[Exercise goal] Print the line that contains "Objective — a point for each instance of the white window" and every line after it through the last line of the records below, exactly as written and nothing else.

-- start of Record excerpts --

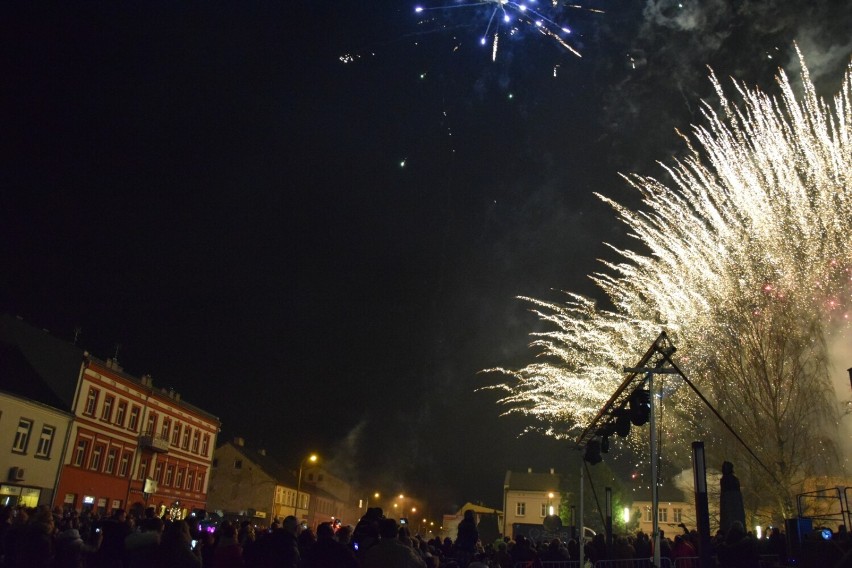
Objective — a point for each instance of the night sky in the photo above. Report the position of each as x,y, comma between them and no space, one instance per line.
209,186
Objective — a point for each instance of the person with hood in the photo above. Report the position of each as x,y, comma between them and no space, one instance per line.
71,550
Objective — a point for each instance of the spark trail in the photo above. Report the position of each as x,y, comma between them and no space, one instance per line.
506,17
748,267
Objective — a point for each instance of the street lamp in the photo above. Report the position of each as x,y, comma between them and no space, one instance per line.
313,459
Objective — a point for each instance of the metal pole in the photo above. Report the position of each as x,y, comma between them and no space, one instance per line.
298,488
608,492
702,509
582,537
655,498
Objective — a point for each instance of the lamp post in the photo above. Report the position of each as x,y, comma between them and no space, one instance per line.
313,459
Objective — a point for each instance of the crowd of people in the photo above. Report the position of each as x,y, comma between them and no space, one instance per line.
41,538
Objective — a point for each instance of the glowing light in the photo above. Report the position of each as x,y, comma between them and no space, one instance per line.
525,15
754,234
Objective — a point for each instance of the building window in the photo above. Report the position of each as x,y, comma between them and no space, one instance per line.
133,423
110,465
97,452
106,411
125,463
80,453
45,442
122,412
91,402
22,436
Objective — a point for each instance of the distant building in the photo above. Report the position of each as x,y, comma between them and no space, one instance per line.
130,444
335,500
494,518
33,433
248,483
529,497
672,510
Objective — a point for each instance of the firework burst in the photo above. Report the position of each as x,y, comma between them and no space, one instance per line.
747,267
508,17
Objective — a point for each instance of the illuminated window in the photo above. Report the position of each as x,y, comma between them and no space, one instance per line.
122,412
97,453
125,463
91,402
22,436
80,453
106,411
110,465
45,442
133,423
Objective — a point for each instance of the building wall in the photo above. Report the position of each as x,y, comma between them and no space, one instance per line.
528,507
105,467
671,513
32,440
238,485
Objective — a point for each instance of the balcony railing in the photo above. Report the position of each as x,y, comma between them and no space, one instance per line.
153,441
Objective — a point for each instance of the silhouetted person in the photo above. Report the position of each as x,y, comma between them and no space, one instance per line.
731,500
390,552
279,548
327,552
468,535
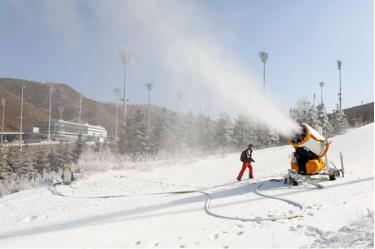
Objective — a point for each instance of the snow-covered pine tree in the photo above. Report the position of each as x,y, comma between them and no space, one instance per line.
52,161
27,168
324,123
223,131
172,138
339,121
62,155
78,149
191,133
313,120
3,163
305,112
141,138
11,158
158,136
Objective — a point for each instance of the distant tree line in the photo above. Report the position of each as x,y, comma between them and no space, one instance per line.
173,133
29,165
317,117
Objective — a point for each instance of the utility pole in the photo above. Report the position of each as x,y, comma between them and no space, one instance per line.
2,123
149,88
80,108
22,84
339,63
314,100
61,109
117,92
321,84
125,57
49,114
263,58
178,103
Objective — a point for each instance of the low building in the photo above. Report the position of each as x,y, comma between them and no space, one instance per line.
69,131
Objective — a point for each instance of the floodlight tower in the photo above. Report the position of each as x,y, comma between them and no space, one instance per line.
263,58
340,93
314,99
61,109
23,85
80,108
49,114
321,84
2,123
125,57
149,88
117,92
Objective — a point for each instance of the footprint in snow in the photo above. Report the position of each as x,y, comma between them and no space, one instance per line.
214,237
29,218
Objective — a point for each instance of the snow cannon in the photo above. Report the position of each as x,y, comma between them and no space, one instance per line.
311,148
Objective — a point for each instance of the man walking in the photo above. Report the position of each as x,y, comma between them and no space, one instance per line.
246,159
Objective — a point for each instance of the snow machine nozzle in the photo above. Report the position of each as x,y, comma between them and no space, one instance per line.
310,151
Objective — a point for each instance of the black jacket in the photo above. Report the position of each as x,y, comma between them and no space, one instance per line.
246,157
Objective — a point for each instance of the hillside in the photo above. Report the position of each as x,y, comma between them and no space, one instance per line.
36,101
338,216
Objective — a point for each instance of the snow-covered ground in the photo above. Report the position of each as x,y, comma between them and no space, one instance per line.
340,215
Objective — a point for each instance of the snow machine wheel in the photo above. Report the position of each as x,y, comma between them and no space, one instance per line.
332,177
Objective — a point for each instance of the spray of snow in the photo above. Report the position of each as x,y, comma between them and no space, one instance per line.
176,36
193,55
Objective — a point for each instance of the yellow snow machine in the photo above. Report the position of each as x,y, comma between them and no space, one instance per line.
310,157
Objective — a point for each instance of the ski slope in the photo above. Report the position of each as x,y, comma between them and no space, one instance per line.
340,215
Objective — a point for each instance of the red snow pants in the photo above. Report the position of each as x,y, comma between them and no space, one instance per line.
244,166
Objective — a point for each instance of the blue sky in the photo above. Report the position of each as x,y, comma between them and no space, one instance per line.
77,42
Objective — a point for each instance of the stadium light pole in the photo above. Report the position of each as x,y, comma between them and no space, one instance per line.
80,108
149,88
117,92
22,84
61,109
125,57
263,58
321,84
2,123
49,114
314,99
339,63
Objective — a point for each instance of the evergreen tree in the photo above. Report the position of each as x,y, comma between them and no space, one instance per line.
53,164
3,164
157,137
339,121
78,149
11,158
327,129
305,112
205,134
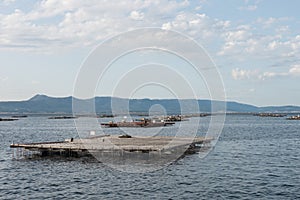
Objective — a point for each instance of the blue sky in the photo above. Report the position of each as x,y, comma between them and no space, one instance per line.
254,44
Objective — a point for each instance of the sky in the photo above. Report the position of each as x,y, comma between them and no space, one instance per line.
255,45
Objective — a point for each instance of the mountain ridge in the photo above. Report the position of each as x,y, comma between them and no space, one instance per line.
41,103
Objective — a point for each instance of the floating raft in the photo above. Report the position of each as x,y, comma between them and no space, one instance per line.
110,143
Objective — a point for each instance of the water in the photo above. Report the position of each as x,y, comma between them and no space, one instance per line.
255,158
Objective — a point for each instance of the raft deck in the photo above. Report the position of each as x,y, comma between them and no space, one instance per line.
109,143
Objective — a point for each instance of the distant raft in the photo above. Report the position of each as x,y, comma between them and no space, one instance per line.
295,117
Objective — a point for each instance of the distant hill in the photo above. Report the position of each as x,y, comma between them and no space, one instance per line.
45,104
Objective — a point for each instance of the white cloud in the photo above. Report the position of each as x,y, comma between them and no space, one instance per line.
55,23
136,15
242,74
295,70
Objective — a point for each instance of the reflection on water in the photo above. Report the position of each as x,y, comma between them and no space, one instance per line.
254,158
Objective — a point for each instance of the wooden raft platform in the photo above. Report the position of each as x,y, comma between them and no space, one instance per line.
109,143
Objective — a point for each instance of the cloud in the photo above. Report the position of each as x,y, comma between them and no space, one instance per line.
242,74
248,7
69,24
295,70
136,15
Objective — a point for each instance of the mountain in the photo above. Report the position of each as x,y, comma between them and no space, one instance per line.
45,104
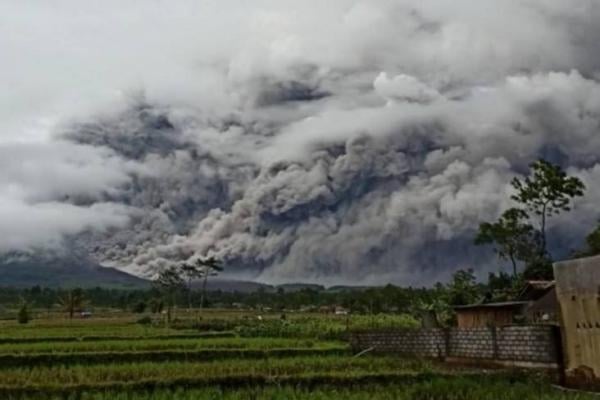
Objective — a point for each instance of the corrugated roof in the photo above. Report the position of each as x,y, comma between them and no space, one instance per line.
505,304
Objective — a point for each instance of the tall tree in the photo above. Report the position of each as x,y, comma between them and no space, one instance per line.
72,301
547,191
209,266
169,282
511,236
463,288
191,272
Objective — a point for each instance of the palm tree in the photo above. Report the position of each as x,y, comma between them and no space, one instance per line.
209,266
191,272
72,301
168,282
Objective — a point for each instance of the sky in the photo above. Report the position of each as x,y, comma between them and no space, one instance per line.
343,141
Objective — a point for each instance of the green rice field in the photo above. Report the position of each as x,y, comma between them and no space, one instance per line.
120,359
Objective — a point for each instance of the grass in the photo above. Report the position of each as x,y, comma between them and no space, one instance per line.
191,343
438,388
231,355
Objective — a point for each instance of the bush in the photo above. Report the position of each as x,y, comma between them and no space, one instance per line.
145,320
23,316
139,308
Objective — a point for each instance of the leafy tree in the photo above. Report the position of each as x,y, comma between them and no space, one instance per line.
209,267
169,282
463,288
546,192
23,317
72,301
511,236
191,272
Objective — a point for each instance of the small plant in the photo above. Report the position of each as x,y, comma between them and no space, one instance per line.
145,320
23,316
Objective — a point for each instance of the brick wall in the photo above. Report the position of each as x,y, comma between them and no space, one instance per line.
421,343
527,343
471,343
534,344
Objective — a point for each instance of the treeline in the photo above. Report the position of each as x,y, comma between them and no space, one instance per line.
462,289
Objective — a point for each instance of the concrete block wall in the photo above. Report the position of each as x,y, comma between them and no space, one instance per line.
526,343
428,343
535,344
471,343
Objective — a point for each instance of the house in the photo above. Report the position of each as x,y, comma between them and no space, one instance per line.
543,304
536,304
578,293
489,314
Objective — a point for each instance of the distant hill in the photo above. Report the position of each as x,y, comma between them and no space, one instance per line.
232,285
296,287
53,269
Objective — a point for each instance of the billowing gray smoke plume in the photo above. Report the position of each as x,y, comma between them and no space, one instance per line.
356,141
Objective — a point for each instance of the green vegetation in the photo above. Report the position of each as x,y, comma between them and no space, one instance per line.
230,354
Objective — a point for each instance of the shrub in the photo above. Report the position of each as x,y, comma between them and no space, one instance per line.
23,316
145,320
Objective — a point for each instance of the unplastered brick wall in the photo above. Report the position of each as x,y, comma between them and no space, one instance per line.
527,343
471,343
534,344
421,343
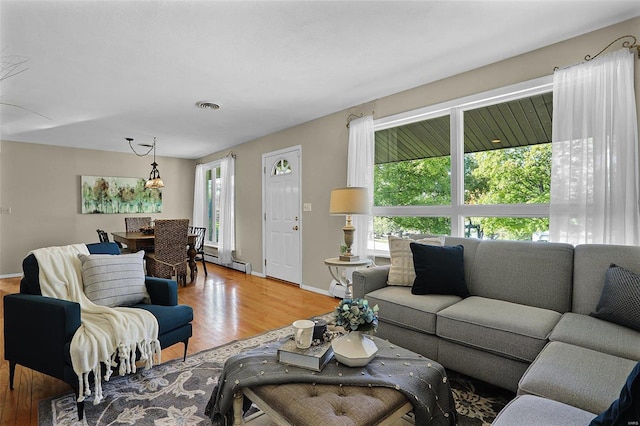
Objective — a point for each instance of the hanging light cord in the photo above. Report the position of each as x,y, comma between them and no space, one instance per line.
145,145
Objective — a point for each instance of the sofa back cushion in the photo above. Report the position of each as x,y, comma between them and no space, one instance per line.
591,263
114,280
530,273
30,283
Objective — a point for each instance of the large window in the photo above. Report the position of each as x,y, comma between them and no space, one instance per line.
212,196
476,167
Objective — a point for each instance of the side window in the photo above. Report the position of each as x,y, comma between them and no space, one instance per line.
481,170
281,167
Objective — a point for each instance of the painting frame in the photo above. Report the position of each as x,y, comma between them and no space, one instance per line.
118,195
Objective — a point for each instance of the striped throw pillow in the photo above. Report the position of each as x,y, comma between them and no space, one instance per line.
114,280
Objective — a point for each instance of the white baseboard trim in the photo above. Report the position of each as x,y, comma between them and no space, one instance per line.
11,275
238,265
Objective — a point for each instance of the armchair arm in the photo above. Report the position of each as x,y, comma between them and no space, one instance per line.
367,280
162,291
37,330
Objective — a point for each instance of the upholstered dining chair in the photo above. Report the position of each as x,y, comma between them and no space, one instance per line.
169,260
199,245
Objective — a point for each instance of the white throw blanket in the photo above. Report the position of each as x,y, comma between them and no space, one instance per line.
108,336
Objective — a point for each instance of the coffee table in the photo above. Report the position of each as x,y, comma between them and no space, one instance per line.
329,401
303,403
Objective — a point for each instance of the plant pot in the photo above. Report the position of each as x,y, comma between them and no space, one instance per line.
354,349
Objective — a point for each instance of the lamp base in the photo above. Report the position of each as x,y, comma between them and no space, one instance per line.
349,258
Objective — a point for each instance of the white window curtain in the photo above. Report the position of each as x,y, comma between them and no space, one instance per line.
594,181
360,173
199,198
227,238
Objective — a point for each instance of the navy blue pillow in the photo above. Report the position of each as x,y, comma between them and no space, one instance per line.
626,409
103,248
439,270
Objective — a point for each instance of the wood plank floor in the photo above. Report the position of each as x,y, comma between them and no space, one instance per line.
227,305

-- end of Record excerpts --

[Output for this task]
Objective — a point for each instance of the white window curtain in the photo above. Report the position of each as x,y, comma between them and no space, one instance per line.
594,181
360,173
199,198
227,238
Objective — a point for each instance of the navy blue pillow in the photo above. Report the position of each as x,y, comma between them and no space, one instance per line.
626,409
103,248
439,270
Objective — a point for each instance of the wood plank floor in the photo above. Report the position of each as x,y, comma between them and no space, one instance per line.
227,305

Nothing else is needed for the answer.